§ **Exercise**
Please copy out all of the data below word for word, line by line.

Data drawn from a collection:

===

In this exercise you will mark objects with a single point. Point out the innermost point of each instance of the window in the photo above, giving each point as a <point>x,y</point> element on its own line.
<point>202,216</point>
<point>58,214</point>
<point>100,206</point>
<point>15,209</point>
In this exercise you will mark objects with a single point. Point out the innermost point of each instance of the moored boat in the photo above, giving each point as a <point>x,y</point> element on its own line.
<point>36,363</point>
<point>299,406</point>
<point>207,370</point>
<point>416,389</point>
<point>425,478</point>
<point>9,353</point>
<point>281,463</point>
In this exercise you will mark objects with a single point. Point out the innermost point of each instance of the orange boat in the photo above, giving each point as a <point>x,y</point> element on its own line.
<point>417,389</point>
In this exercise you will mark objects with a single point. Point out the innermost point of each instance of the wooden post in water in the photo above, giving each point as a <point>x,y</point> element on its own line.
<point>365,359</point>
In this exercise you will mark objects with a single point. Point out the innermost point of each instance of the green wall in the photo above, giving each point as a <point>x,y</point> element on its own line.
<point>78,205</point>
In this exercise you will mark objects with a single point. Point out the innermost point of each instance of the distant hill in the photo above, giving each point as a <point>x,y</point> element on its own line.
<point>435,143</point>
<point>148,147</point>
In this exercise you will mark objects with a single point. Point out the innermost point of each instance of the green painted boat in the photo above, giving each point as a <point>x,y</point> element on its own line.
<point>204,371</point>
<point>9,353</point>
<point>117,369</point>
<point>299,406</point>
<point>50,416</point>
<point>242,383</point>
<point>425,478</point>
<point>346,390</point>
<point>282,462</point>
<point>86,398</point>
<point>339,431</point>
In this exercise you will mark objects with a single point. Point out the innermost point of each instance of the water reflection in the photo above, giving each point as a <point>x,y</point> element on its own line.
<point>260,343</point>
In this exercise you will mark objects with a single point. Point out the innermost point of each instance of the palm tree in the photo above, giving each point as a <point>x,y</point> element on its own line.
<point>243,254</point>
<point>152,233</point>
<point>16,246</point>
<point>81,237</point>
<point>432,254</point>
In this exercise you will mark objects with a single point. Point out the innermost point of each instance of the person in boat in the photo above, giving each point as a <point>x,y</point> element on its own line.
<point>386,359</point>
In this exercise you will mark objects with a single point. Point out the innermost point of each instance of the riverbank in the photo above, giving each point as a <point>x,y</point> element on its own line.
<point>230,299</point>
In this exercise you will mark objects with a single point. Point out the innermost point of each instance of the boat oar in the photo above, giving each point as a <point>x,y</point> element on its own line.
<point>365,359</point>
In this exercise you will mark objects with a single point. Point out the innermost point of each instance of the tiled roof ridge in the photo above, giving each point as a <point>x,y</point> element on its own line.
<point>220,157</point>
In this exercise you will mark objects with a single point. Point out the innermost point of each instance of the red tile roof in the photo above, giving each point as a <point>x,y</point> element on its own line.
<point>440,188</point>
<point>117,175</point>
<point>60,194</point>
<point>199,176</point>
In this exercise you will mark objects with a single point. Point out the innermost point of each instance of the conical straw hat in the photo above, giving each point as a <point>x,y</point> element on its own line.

===

§ **Finished answer**
In this exercise you will mark objects with a single point. Point out the innermost point of each instance of the window in the photo above, giving each point as a <point>x,y</point> element on its own line.
<point>202,216</point>
<point>58,214</point>
<point>100,206</point>
<point>15,209</point>
In this exercise you will mark objects with a single point. Point out the innermost point of each instance of the moored boat in the photo above, giving each point as a <point>x,y</point> element on its own line.
<point>36,363</point>
<point>299,406</point>
<point>207,370</point>
<point>416,389</point>
<point>425,478</point>
<point>9,353</point>
<point>281,463</point>
In this exercise you will mark objects with a single point. Point out the innermost point of each instance of the orange boat in the photo above, giving each point as a <point>x,y</point> element on its own line.
<point>417,389</point>
In this exercise you will mark objects with a single point. Point out the innermost point of each instance of the wooden post in water in the photo above, giving each point as a <point>x,y</point> element on its own line.
<point>365,359</point>
In this exercise you will mark objects with a single point. Point out the innermost point of each instance of the green wall in the photo above, giving each point as a <point>x,y</point> element on its own line.
<point>78,205</point>
In this exercise you will mark objects with a single point. Point out the innermost point of each instance of the distant hill in the photo above, giving each point as a <point>x,y</point> element on its own line.
<point>435,143</point>
<point>148,147</point>
In this exercise you will mark objects with a single point. Point out the innermost point of each instance of the green painted boat in the photo above, giving each point as a <point>x,y</point> element on its own line.
<point>204,371</point>
<point>9,353</point>
<point>117,369</point>
<point>299,406</point>
<point>50,416</point>
<point>242,383</point>
<point>425,478</point>
<point>346,390</point>
<point>282,462</point>
<point>86,398</point>
<point>339,431</point>
In this exercise you will mark objects with a single point. Point out the innermost point of each instance of the water reflection in the photo above, giving each point as a <point>x,y</point> element on its own line.
<point>260,343</point>
In this exercise you will mark objects with a single point. Point out the innermost point of each instance of the palm tree in the photo above, giving each point as a <point>x,y</point> element on its own line.
<point>243,254</point>
<point>152,233</point>
<point>16,246</point>
<point>81,237</point>
<point>432,254</point>
In this exercise you will mark objects with a single point. Point out the innermost point of each instance of the person in boat in the photo above, giving each point as a <point>x,y</point> element on its own line.
<point>386,359</point>
In this exercise you will mark objects with a single point. Point out the innermost point of each instance of the riverbank in the photo above, giving each point as a <point>x,y</point> element on its own line.
<point>230,299</point>
In this exercise you will mark objects with a single point. Point out the innermost point of each instance of the boat oar in the photo above, giving each point as a <point>x,y</point> element on its own line.
<point>365,359</point>
In this exercise you will mark objects with a single point. Point out the innermost point of each instance of the tiled roof ridge in the photo above, giving each point as a <point>x,y</point> element on its own line.
<point>220,157</point>
In this exercise you will mark objects with a single point. Point out the innermost point of each instance of the red tile roof in the photo above, giving each point as a <point>x,y</point> element on its own line.
<point>440,188</point>
<point>117,175</point>
<point>60,194</point>
<point>199,176</point>
In this exercise you will mark objects with a single point. Point out the innermost point of each instance of the conical straw hat in the photo above, giving each point as a <point>x,y</point> element on its own line.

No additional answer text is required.